◆ Task goal: What do the lines say, reproduced word for word, from the first of the entries below through the line bearing "Target: deer antler."?

· · ·

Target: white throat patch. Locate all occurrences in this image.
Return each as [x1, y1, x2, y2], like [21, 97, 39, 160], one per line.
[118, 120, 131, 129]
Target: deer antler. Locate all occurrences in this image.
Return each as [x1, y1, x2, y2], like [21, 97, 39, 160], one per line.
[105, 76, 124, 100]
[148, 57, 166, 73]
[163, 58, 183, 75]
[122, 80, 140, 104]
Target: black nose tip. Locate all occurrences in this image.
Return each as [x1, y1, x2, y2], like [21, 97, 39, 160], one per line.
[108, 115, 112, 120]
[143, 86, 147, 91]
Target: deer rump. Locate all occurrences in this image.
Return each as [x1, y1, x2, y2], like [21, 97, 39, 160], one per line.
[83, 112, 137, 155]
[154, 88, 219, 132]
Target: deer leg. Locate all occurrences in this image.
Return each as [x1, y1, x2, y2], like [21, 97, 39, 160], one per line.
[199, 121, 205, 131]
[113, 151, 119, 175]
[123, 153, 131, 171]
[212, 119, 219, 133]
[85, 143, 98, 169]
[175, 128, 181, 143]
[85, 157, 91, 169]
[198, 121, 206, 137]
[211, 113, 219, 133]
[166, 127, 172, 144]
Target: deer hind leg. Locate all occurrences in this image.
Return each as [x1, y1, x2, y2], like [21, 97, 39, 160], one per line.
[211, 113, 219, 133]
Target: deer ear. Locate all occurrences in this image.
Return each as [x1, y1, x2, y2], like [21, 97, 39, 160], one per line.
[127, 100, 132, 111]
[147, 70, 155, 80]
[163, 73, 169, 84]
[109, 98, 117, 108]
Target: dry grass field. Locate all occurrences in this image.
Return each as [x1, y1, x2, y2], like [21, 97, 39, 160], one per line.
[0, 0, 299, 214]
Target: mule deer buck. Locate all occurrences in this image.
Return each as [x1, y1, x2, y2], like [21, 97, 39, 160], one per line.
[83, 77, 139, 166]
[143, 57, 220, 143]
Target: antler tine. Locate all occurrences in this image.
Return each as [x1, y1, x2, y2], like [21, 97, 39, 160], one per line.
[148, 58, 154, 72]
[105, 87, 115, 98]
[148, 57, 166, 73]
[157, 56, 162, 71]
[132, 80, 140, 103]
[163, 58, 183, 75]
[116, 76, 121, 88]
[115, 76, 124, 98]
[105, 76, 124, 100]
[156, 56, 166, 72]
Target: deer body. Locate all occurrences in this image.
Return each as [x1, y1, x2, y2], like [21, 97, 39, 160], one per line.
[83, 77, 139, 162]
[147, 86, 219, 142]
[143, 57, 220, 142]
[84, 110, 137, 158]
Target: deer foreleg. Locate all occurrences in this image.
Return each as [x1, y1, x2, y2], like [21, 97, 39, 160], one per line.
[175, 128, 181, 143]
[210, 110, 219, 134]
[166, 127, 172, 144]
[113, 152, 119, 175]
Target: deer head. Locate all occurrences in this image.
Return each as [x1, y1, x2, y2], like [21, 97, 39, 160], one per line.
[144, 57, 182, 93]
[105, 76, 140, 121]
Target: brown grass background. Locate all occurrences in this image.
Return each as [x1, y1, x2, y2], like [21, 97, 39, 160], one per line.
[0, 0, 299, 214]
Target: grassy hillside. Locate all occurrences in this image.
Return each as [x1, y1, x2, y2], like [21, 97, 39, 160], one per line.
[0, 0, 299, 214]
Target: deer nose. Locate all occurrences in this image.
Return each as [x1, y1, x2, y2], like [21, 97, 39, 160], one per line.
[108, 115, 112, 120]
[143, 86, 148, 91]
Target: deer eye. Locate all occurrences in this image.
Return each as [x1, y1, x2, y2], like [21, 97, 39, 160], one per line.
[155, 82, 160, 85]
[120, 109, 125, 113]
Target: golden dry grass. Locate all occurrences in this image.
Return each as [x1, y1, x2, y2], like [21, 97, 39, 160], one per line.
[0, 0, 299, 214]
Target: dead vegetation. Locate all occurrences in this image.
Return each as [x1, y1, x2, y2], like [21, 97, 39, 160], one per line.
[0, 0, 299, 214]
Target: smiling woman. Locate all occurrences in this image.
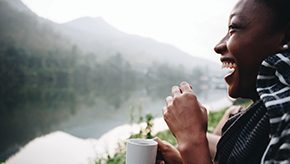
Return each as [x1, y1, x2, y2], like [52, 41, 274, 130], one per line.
[154, 0, 290, 163]
[215, 0, 284, 100]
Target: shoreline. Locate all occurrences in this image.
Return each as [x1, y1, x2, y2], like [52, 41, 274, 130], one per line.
[6, 97, 233, 164]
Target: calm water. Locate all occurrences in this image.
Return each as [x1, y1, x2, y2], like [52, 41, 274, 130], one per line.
[0, 82, 228, 162]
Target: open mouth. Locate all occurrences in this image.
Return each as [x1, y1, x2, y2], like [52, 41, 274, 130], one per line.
[222, 62, 236, 70]
[222, 61, 237, 82]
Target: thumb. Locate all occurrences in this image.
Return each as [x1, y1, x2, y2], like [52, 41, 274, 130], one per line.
[153, 137, 162, 144]
[153, 137, 165, 148]
[153, 137, 172, 152]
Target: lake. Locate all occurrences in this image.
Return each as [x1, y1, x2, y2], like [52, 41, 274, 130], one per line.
[1, 82, 230, 164]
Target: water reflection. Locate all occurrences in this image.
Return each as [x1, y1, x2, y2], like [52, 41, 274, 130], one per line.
[0, 80, 135, 160]
[4, 97, 232, 164]
[5, 131, 97, 164]
[0, 78, 228, 161]
[5, 118, 169, 164]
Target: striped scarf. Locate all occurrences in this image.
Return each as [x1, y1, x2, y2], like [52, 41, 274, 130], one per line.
[214, 53, 290, 164]
[257, 53, 290, 163]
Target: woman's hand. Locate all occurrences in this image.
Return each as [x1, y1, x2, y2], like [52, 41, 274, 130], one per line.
[162, 82, 208, 143]
[153, 137, 183, 164]
[162, 82, 212, 164]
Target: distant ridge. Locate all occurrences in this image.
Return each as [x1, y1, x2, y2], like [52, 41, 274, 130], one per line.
[63, 17, 123, 36]
[2, 0, 223, 73]
[62, 17, 221, 72]
[1, 0, 36, 16]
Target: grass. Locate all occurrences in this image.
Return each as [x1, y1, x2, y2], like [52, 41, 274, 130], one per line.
[95, 98, 252, 164]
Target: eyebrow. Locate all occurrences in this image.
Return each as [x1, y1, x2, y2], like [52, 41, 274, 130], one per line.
[229, 13, 247, 23]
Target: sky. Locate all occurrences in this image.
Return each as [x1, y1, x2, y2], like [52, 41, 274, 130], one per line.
[20, 0, 239, 63]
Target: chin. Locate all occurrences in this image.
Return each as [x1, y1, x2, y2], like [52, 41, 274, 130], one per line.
[227, 85, 239, 99]
[228, 92, 239, 99]
[228, 88, 258, 101]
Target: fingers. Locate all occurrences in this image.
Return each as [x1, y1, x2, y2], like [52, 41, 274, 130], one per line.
[171, 82, 193, 98]
[189, 84, 193, 89]
[234, 106, 243, 113]
[162, 107, 167, 117]
[154, 138, 165, 164]
[180, 82, 192, 93]
[171, 86, 181, 97]
[226, 106, 243, 114]
[153, 137, 182, 164]
[165, 96, 173, 106]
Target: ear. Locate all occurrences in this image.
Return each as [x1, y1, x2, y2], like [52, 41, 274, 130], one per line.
[280, 23, 290, 52]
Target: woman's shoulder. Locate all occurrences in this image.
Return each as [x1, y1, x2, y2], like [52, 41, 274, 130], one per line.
[221, 99, 265, 135]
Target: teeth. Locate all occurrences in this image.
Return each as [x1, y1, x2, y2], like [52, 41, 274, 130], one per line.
[222, 62, 236, 69]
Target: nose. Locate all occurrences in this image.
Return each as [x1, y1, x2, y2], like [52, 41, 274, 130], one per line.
[214, 36, 227, 54]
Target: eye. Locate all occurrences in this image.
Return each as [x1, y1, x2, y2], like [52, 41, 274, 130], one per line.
[229, 24, 238, 29]
[228, 24, 239, 35]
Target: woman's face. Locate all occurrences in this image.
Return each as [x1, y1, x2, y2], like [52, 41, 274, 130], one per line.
[214, 0, 284, 100]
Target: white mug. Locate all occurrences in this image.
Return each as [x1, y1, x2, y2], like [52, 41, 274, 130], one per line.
[126, 139, 158, 164]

· · ·

◆ Output:
Target: white throat patch. Locate all occurrences in this image.
Return each as [x1, y1, x2, y2], like [21, 97, 39, 160], one per line.
[118, 120, 131, 129]
Target: deer antler. Locate all occurrences in this image.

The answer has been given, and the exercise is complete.